* **WHAT YOU ARE ASKED TO DO**: Copy out all the records below, replacing "even-odd convention" with "even-odd rule" everywhere and leaving everything else unchanged.

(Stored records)
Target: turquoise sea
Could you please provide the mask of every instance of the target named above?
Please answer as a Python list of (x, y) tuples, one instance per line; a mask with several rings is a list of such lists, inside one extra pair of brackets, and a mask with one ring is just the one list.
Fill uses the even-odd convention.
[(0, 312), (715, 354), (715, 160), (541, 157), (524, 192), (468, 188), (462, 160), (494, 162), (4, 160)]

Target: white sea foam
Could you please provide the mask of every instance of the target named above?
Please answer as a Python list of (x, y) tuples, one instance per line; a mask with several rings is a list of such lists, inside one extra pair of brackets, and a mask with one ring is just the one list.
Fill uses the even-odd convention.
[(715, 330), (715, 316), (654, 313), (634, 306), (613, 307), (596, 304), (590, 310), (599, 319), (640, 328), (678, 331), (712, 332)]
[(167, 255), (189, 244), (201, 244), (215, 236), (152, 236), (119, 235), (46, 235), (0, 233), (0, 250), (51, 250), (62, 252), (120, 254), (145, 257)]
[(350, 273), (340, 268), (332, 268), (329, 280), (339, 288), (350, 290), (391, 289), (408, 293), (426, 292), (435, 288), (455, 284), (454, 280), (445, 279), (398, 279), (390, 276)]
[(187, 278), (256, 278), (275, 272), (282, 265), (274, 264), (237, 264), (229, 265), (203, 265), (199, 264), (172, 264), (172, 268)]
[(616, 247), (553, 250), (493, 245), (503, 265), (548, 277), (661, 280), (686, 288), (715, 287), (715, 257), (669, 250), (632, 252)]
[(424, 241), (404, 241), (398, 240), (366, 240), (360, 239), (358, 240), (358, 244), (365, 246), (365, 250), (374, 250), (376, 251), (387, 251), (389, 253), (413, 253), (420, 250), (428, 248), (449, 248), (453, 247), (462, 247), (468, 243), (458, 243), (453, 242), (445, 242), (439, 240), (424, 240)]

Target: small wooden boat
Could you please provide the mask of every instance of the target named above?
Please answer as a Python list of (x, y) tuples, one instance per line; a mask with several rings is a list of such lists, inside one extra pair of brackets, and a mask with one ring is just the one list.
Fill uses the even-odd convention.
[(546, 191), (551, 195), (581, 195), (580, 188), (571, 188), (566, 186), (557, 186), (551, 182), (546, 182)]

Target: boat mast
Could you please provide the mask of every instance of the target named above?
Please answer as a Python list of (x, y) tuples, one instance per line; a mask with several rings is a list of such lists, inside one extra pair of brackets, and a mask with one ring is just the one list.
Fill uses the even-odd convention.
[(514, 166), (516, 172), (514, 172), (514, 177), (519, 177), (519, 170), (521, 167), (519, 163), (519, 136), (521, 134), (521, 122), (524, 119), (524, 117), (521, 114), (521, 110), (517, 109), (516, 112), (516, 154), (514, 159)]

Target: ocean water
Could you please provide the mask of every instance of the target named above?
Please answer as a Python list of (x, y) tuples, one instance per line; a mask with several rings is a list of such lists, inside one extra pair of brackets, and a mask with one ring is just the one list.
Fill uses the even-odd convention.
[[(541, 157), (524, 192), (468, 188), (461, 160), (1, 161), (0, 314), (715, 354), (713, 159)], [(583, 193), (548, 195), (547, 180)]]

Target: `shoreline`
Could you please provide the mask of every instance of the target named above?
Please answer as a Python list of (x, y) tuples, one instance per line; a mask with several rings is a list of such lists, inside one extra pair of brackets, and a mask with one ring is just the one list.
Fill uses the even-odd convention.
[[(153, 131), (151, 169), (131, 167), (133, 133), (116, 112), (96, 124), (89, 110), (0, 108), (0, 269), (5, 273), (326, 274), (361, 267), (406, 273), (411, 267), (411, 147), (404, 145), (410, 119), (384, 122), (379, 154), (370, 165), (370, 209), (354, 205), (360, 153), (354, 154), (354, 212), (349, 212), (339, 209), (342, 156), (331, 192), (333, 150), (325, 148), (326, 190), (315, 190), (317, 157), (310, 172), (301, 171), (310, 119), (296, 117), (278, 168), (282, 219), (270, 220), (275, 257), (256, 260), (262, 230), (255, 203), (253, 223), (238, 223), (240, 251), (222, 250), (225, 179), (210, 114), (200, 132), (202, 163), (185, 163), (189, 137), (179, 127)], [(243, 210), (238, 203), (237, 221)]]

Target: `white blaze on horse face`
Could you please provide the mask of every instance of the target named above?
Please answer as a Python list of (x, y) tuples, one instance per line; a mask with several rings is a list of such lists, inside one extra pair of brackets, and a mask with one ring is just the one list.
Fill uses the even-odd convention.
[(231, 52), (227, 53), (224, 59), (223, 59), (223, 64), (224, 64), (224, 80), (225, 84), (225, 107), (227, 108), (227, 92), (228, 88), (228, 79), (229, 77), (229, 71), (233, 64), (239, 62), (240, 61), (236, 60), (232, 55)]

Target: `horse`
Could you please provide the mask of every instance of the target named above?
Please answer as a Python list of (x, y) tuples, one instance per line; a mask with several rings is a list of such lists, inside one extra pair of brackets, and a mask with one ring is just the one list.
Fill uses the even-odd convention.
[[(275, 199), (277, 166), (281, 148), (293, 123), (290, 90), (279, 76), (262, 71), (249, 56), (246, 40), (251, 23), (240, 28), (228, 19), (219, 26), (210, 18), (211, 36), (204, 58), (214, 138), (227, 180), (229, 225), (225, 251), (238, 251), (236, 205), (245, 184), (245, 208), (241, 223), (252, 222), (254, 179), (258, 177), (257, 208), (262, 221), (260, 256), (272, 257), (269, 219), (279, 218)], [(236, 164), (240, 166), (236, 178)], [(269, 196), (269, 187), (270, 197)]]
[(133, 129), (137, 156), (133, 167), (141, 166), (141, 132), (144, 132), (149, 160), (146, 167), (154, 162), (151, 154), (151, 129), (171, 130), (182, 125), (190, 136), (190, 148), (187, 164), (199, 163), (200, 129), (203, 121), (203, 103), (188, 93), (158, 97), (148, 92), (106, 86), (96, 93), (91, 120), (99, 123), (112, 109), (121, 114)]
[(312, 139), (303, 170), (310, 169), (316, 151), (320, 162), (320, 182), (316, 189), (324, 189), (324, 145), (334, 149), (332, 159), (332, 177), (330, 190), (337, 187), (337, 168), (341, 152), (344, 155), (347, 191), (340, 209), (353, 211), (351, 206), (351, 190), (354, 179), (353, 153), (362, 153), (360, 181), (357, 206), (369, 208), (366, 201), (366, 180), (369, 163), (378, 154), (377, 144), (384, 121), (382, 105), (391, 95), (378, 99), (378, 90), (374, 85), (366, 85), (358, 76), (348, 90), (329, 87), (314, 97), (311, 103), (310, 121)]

* **RESPONSE TO THIS EXERCISE**:
Target: turquoise sea
Could you please provide the mask of every instance of the target named above?
Please answer as a Python list of (x, y) tuples, one instance per line; a mask with several rings is a list of such lists, inside one extra pair of brackets, and a mask with one ring is just the one list.
Fill uses the even-odd rule.
[(0, 312), (715, 354), (715, 160), (541, 157), (524, 192), (468, 188), (462, 160), (494, 162), (4, 160)]

Target: white sea foam
Could you please provide the mask of every instance of the target named above?
Please answer as a Python list of (x, y) tuples, one instance per line; a mask with several rings is a list of such lists, inside one extra pair of brackets, and a mask with one ring is just the one list.
Fill uses the even-odd rule.
[(715, 330), (715, 316), (654, 313), (634, 306), (613, 307), (596, 304), (590, 310), (599, 319), (640, 328), (678, 331), (712, 332)]
[(167, 255), (189, 244), (201, 244), (215, 236), (152, 236), (119, 235), (46, 235), (0, 233), (0, 250), (51, 250), (62, 252), (120, 254), (145, 257)]
[(350, 273), (340, 268), (332, 268), (329, 280), (339, 288), (350, 290), (391, 289), (408, 293), (426, 292), (435, 288), (455, 284), (454, 280), (445, 279), (398, 279), (390, 276)]
[(187, 278), (256, 278), (275, 272), (282, 265), (274, 264), (237, 264), (229, 265), (203, 265), (199, 264), (172, 264), (172, 268)]
[(616, 247), (553, 250), (493, 245), (503, 265), (548, 277), (661, 280), (686, 288), (715, 287), (715, 257), (669, 250), (632, 252)]
[(424, 241), (404, 241), (398, 240), (366, 240), (360, 239), (358, 240), (358, 244), (365, 246), (365, 250), (374, 250), (376, 251), (387, 251), (389, 253), (413, 253), (420, 250), (428, 248), (449, 248), (453, 247), (462, 247), (468, 243), (458, 243), (453, 242), (445, 242), (439, 240), (424, 240)]

Target: small wooden boat
Could you please provide the mask of every instance of the target named above?
Please answer as a Python list of (x, y) tuples, one instance per line; a mask with several rings is a list of such lists, inside one extra pair of brackets, and a mask with one ring is just the one list.
Fill uses the even-odd rule.
[(546, 191), (551, 195), (581, 195), (580, 188), (571, 188), (566, 186), (557, 186), (551, 182), (546, 182)]

Target: boat mast
Could you please provide the mask of every instance of the target named above?
Please answer as a Python list of (x, y) tuples, one instance per line; a mask with several rings is a list of such lists, inside one extra pair of brackets, and a mask with one ring is just the one list.
Fill uses the even-odd rule.
[(514, 166), (516, 172), (514, 172), (514, 177), (519, 177), (519, 170), (521, 167), (519, 163), (519, 136), (521, 134), (521, 122), (524, 119), (524, 117), (521, 114), (521, 110), (517, 109), (516, 112), (516, 154), (514, 159)]

Target: ocean water
Could you please provide the mask of every instance of the target named above?
Please answer as a Python list of (x, y) tuples, one instance per line; a mask with several rings is a list of such lists, inside one extra pair of brackets, and a mask with one ring is just the one list.
Fill uses the even-odd rule.
[[(541, 157), (524, 192), (468, 188), (461, 160), (1, 161), (0, 314), (715, 354), (713, 159)], [(583, 193), (548, 195), (547, 180)]]

Target: `shoreline`
Could you please provide the mask of every instance of the target named above?
Please answer as a Python list of (x, y) tuples, one instance per line; a mask with several rings is a list of such lists, inside one extra pair of brackets, and a mask with one ring is just the one list.
Fill uses the even-odd rule.
[[(153, 131), (151, 169), (131, 167), (133, 133), (116, 112), (96, 124), (89, 110), (0, 108), (0, 269), (5, 273), (326, 274), (361, 267), (406, 273), (411, 267), (411, 147), (404, 145), (410, 119), (384, 122), (379, 154), (370, 165), (370, 209), (354, 205), (360, 153), (354, 154), (354, 212), (349, 212), (339, 209), (342, 156), (331, 192), (333, 150), (325, 148), (326, 190), (315, 190), (317, 157), (310, 172), (301, 171), (310, 119), (296, 117), (278, 168), (282, 219), (270, 220), (275, 257), (256, 260), (262, 230), (255, 203), (253, 223), (238, 223), (240, 251), (222, 250), (225, 179), (210, 114), (200, 132), (202, 163), (185, 163), (189, 137), (179, 127)], [(243, 210), (238, 203), (237, 221)]]

Target: `white blaze on horse face`
Could you please provide the mask of every instance of the target named above?
Please answer as a Python list of (x, y) tuples, one instance per line; a mask with several rings is a list of such lists, inside one extra pair of brackets, and a mask with one ring is just the one list.
Fill uses the even-odd rule.
[(231, 52), (227, 53), (224, 59), (223, 59), (223, 64), (224, 64), (224, 80), (225, 84), (225, 107), (227, 108), (227, 92), (228, 88), (228, 79), (229, 77), (229, 71), (233, 64), (239, 62), (240, 61), (236, 60), (232, 55)]

Target: `horse`
Could you please provide the mask of every instance of the target named above?
Please answer as a Python list of (x, y) tuples, one instance per line; a mask with several rings is a list of such lists, inside one extra pair of brackets, and a mask with one ring is just the one list.
Fill uses the even-odd rule.
[[(275, 199), (277, 166), (281, 148), (293, 123), (290, 90), (279, 76), (262, 71), (249, 56), (246, 40), (251, 23), (240, 28), (228, 19), (219, 26), (210, 18), (211, 36), (204, 58), (214, 138), (227, 180), (229, 225), (225, 251), (238, 251), (236, 205), (245, 184), (245, 208), (241, 223), (252, 222), (254, 179), (258, 177), (257, 208), (262, 221), (260, 256), (272, 257), (269, 219), (279, 218)], [(236, 164), (240, 166), (236, 178)], [(269, 196), (269, 187), (270, 197)]]
[(133, 129), (137, 156), (133, 167), (141, 166), (141, 132), (144, 132), (149, 160), (146, 167), (154, 162), (151, 154), (151, 129), (171, 130), (182, 125), (190, 136), (190, 148), (187, 164), (199, 163), (200, 129), (203, 121), (203, 103), (188, 93), (158, 97), (148, 92), (106, 86), (96, 93), (91, 120), (99, 123), (112, 109), (121, 114)]
[(312, 139), (303, 170), (310, 169), (316, 151), (320, 162), (320, 182), (316, 189), (324, 189), (324, 145), (334, 149), (332, 159), (332, 177), (330, 190), (337, 187), (337, 168), (341, 152), (344, 155), (347, 191), (340, 209), (353, 211), (351, 206), (351, 190), (354, 179), (353, 153), (362, 153), (360, 181), (357, 206), (369, 208), (366, 201), (366, 180), (369, 163), (378, 154), (377, 144), (384, 121), (382, 105), (391, 95), (378, 99), (378, 90), (374, 85), (366, 85), (358, 76), (348, 90), (329, 87), (314, 97), (311, 103), (310, 121)]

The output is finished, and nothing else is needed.